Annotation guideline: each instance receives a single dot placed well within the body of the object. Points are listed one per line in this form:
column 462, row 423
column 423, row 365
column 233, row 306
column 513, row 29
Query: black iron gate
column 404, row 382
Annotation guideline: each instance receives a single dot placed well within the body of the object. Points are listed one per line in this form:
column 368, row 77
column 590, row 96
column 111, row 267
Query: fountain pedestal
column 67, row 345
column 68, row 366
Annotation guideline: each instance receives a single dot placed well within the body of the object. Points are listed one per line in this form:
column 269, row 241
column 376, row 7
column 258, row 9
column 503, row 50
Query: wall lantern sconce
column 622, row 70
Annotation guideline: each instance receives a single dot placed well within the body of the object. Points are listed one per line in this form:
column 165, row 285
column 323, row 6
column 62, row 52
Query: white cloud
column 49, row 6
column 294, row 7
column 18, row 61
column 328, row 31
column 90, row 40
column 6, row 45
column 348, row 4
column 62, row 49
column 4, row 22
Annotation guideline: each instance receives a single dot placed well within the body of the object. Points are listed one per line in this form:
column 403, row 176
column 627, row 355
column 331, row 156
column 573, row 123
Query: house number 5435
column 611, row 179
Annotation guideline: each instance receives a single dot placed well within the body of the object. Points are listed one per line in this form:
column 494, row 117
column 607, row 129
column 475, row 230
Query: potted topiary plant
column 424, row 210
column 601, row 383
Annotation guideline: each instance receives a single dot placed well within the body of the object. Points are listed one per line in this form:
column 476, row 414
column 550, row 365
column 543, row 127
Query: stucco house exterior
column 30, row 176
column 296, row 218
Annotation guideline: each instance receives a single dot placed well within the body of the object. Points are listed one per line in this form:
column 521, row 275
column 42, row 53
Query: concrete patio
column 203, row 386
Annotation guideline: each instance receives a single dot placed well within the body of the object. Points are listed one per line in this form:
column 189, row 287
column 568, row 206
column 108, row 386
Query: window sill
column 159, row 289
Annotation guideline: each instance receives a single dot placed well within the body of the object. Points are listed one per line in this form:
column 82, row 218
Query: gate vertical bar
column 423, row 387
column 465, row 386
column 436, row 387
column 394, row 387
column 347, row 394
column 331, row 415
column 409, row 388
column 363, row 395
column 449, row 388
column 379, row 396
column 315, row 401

________

Requirement |
Take the records above and return, word for word, only the lines that fall from the line with "column 573, row 123" to the line with "column 82, row 218", both of them included.

Response |
column 573, row 123
Query: house number 5435
column 611, row 179
Annotation guideline: each instance receives a single dot placed well within the body of the object. Points are listed one per line in this form:
column 494, row 117
column 607, row 129
column 475, row 230
Query: potted topiary plant
column 424, row 210
column 601, row 383
Annotation guideline: each instance receives a single dot placed well within the body of the object. Points are listed one per line in this form:
column 476, row 414
column 550, row 365
column 543, row 127
Query: stucco house exterior
column 30, row 176
column 296, row 218
Annotation guideline: each instance receives a single dot placed well within the body of the object. Points are listed one per line in this form:
column 521, row 275
column 42, row 53
Query: concrete patio
column 203, row 386
Annotation guideline: each instance receives a single dot placed well within the body of the object. Points are listed one per line in this form:
column 189, row 287
column 568, row 206
column 108, row 386
Query: window sill
column 159, row 289
Annotation guideline: each instance receives a single dot placed well within the body of the object. Points are listed one per line in this form:
column 82, row 218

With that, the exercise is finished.